Items from a data source:
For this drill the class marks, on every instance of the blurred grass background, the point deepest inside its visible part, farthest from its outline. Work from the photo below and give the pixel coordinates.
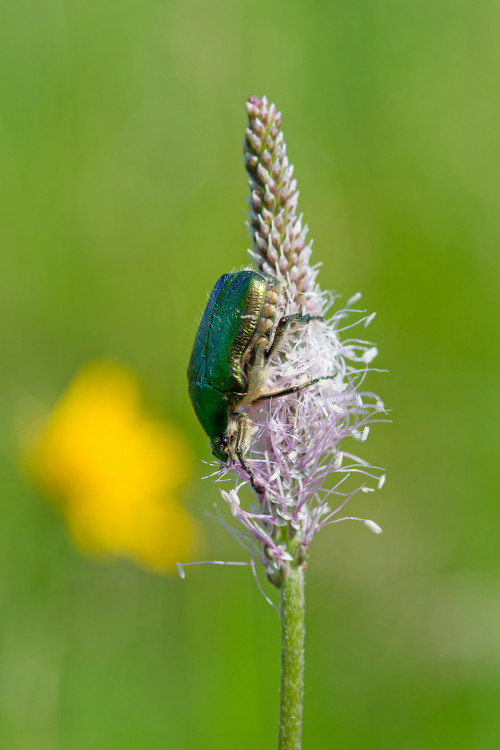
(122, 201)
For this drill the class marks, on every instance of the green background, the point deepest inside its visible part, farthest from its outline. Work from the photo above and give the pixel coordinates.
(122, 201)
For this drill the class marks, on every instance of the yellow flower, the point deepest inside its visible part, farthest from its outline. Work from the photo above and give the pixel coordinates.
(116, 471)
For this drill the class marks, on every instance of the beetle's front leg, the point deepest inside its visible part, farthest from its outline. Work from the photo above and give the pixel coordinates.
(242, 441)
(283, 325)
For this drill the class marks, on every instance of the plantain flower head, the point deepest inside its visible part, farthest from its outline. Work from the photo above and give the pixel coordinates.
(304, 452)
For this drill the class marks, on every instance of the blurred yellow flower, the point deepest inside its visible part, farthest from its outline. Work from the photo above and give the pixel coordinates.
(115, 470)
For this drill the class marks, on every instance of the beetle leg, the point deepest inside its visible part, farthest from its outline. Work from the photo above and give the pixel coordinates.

- _Assignment_: Output the entries above exactly, without their pictures.

- _Answer space_:
For this drill the class marks, on every instance of the blurred grass background, the point deepest inside its visible part, farthest from its outline. Work from the photo below and give the pixel coordinates.
(122, 201)
For this drill the class marks, on every instance of the green background, the point deepest inside its visible part, farthest from its outline. Work from the photo above and give the pixel coordinates.
(122, 201)
For this drill the class marks, on every instance of the yellow flower, the point deepest inside its visible part, farthest from its outline. Work from the photo above and give the pixel coordinates.
(116, 471)
For this drill the class marks, on every instance of the beetle's front leg, the point deepest inside its visible part, farthest from its outline. Work from the photo above and give the pixel coordinates.
(242, 441)
(283, 325)
For this drill the class marks, on every instance of the plantain flower head, the point deepest inside its visible part, farthest from its outline. Work from the photo above and give the pixel coordinates.
(304, 452)
For this drill the class marks, on every instance of the blurred yellow flower, the point deepest inside its visible part, farthest from its outline. Work from the photo above and give the pixel coordinates.
(115, 470)
For this drill the class marks, on every instance of the beetle leg, the point deepest inside its visible part, farthest from its outline. Work from the photo above and give the pixel coordinates.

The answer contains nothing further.